*** INPUT DATA ***
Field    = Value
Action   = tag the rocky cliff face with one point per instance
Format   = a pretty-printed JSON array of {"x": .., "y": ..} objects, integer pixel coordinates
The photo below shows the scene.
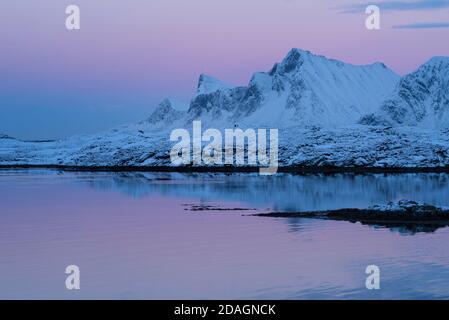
[{"x": 421, "y": 99}]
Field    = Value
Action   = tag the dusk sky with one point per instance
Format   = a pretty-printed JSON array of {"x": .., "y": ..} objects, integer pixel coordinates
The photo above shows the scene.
[{"x": 129, "y": 55}]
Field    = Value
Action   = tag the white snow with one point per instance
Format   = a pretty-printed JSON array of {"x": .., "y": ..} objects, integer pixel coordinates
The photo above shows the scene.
[{"x": 316, "y": 104}]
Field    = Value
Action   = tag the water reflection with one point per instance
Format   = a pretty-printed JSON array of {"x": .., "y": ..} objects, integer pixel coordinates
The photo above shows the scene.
[{"x": 132, "y": 238}]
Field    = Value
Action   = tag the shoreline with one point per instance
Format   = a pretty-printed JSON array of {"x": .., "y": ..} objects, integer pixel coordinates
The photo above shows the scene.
[{"x": 231, "y": 169}]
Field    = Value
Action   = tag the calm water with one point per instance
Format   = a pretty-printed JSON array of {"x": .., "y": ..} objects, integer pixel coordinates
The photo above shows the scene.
[{"x": 133, "y": 235}]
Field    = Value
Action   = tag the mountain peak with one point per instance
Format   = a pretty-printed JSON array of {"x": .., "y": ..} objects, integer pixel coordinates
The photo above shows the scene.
[{"x": 208, "y": 84}]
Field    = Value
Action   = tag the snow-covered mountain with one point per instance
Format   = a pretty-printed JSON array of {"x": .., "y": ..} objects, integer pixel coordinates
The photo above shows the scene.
[
  {"x": 421, "y": 99},
  {"x": 328, "y": 113},
  {"x": 303, "y": 89}
]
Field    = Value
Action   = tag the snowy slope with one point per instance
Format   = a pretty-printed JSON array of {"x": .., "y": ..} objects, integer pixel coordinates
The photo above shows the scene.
[
  {"x": 421, "y": 99},
  {"x": 316, "y": 104},
  {"x": 303, "y": 89}
]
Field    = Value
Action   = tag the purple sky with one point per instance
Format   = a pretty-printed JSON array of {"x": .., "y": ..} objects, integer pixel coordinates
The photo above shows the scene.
[{"x": 130, "y": 54}]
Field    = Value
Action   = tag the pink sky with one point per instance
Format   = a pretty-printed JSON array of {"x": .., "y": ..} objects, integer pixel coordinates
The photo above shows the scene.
[{"x": 128, "y": 55}]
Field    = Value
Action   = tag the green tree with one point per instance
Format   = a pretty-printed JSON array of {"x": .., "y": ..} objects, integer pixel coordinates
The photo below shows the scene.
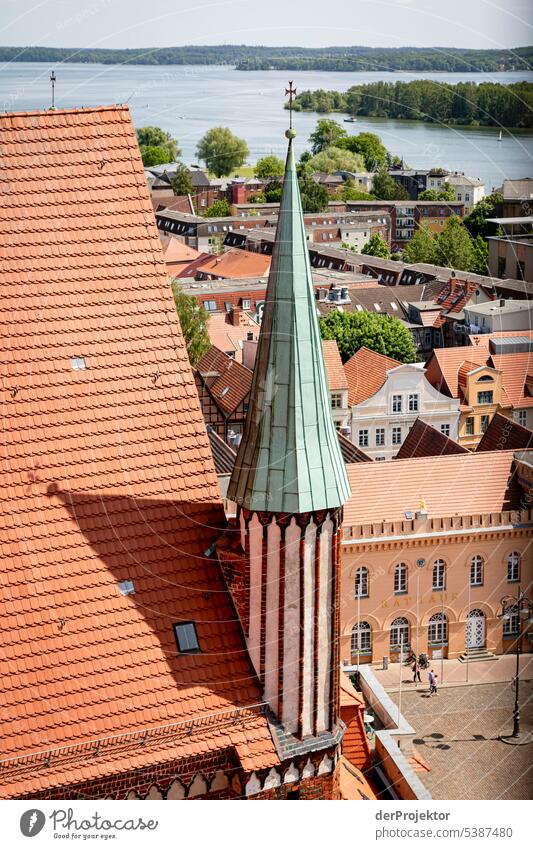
[
  {"x": 155, "y": 137},
  {"x": 194, "y": 322},
  {"x": 315, "y": 197},
  {"x": 376, "y": 246},
  {"x": 333, "y": 159},
  {"x": 382, "y": 333},
  {"x": 421, "y": 248},
  {"x": 476, "y": 221},
  {"x": 272, "y": 192},
  {"x": 181, "y": 181},
  {"x": 385, "y": 187},
  {"x": 269, "y": 166},
  {"x": 326, "y": 134},
  {"x": 152, "y": 155},
  {"x": 369, "y": 146},
  {"x": 444, "y": 193},
  {"x": 453, "y": 247},
  {"x": 220, "y": 209},
  {"x": 221, "y": 151}
]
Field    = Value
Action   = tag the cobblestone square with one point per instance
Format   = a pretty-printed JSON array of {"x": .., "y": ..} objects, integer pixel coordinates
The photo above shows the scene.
[{"x": 457, "y": 734}]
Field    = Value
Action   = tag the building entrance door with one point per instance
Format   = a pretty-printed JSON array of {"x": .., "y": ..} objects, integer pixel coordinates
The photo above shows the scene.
[{"x": 475, "y": 629}]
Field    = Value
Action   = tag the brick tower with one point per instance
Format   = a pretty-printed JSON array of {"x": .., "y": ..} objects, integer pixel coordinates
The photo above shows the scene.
[{"x": 290, "y": 485}]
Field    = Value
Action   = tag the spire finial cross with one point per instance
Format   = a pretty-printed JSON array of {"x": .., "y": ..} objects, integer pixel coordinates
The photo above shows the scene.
[{"x": 290, "y": 92}]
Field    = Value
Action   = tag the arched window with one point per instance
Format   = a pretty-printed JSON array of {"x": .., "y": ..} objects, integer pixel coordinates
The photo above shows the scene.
[
  {"x": 400, "y": 578},
  {"x": 513, "y": 567},
  {"x": 438, "y": 628},
  {"x": 361, "y": 637},
  {"x": 476, "y": 571},
  {"x": 399, "y": 634},
  {"x": 361, "y": 582},
  {"x": 511, "y": 624},
  {"x": 439, "y": 575}
]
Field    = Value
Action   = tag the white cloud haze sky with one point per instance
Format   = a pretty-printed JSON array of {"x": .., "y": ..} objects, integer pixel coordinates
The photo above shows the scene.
[{"x": 313, "y": 23}]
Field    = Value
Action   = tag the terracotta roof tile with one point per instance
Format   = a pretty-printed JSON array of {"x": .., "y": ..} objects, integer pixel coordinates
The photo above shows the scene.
[
  {"x": 334, "y": 370},
  {"x": 366, "y": 372},
  {"x": 505, "y": 434},
  {"x": 107, "y": 471},
  {"x": 227, "y": 380},
  {"x": 236, "y": 263},
  {"x": 448, "y": 484},
  {"x": 423, "y": 440}
]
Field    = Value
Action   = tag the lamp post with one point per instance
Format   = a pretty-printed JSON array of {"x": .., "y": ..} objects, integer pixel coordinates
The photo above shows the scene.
[{"x": 522, "y": 606}]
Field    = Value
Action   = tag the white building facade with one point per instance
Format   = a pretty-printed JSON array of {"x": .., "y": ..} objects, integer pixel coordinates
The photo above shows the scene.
[{"x": 380, "y": 424}]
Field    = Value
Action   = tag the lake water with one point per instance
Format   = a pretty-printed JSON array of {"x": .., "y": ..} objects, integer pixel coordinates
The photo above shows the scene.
[{"x": 188, "y": 100}]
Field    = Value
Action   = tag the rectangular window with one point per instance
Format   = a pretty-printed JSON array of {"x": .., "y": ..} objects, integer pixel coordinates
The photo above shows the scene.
[
  {"x": 396, "y": 403},
  {"x": 413, "y": 403},
  {"x": 186, "y": 637}
]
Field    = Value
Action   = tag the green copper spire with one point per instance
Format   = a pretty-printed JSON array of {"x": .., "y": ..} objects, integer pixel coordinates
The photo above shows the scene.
[{"x": 289, "y": 460}]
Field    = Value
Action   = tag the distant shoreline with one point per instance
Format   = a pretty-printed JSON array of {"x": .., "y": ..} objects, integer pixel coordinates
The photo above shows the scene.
[{"x": 259, "y": 58}]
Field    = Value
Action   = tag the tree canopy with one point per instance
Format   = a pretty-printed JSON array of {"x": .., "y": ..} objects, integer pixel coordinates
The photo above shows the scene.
[
  {"x": 376, "y": 246},
  {"x": 157, "y": 147},
  {"x": 194, "y": 322},
  {"x": 221, "y": 151},
  {"x": 333, "y": 159},
  {"x": 269, "y": 166},
  {"x": 382, "y": 333},
  {"x": 385, "y": 187},
  {"x": 220, "y": 209},
  {"x": 476, "y": 221},
  {"x": 327, "y": 133},
  {"x": 370, "y": 147},
  {"x": 181, "y": 181}
]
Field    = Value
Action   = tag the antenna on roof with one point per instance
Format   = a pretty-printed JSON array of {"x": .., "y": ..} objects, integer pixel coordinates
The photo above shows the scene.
[{"x": 53, "y": 81}]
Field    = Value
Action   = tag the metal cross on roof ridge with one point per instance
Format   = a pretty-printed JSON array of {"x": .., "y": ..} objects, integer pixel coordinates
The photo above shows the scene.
[{"x": 290, "y": 92}]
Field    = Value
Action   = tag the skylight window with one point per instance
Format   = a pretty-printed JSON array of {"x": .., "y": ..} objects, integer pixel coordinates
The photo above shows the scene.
[{"x": 186, "y": 637}]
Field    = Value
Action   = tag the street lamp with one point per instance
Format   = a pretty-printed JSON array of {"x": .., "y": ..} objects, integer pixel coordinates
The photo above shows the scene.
[{"x": 521, "y": 606}]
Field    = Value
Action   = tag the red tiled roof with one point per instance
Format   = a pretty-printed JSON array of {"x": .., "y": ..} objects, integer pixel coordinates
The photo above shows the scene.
[
  {"x": 515, "y": 369},
  {"x": 505, "y": 434},
  {"x": 227, "y": 380},
  {"x": 107, "y": 470},
  {"x": 366, "y": 372},
  {"x": 237, "y": 263},
  {"x": 334, "y": 370},
  {"x": 423, "y": 440},
  {"x": 448, "y": 484}
]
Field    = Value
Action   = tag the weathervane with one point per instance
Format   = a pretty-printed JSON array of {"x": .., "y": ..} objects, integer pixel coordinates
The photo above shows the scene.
[
  {"x": 290, "y": 92},
  {"x": 53, "y": 81}
]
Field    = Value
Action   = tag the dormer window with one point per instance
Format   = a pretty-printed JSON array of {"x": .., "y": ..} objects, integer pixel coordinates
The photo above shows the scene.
[{"x": 186, "y": 637}]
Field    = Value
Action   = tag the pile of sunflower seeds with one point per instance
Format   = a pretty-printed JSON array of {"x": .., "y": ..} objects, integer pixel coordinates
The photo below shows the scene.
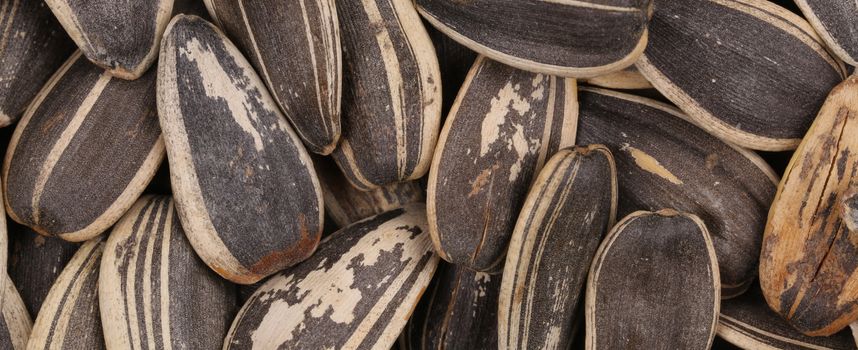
[{"x": 429, "y": 174}]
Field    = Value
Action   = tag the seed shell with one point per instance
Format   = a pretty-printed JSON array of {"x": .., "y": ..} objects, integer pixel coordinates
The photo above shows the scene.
[
  {"x": 654, "y": 285},
  {"x": 295, "y": 46},
  {"x": 391, "y": 107},
  {"x": 360, "y": 287},
  {"x": 571, "y": 205},
  {"x": 665, "y": 161},
  {"x": 149, "y": 275},
  {"x": 73, "y": 134},
  {"x": 747, "y": 71},
  {"x": 244, "y": 185},
  {"x": 501, "y": 130}
]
*** End of INPUT DATA ***
• PROBLEM REQUIREMENTS
Lines that include the word "water" are to be extracted from the data above.

• WRITTEN ANSWER
Action   = tag the water reflection with one point per instance
Action   = tag the calm water with one point per instance
Action   = tag the lake water with one point per instance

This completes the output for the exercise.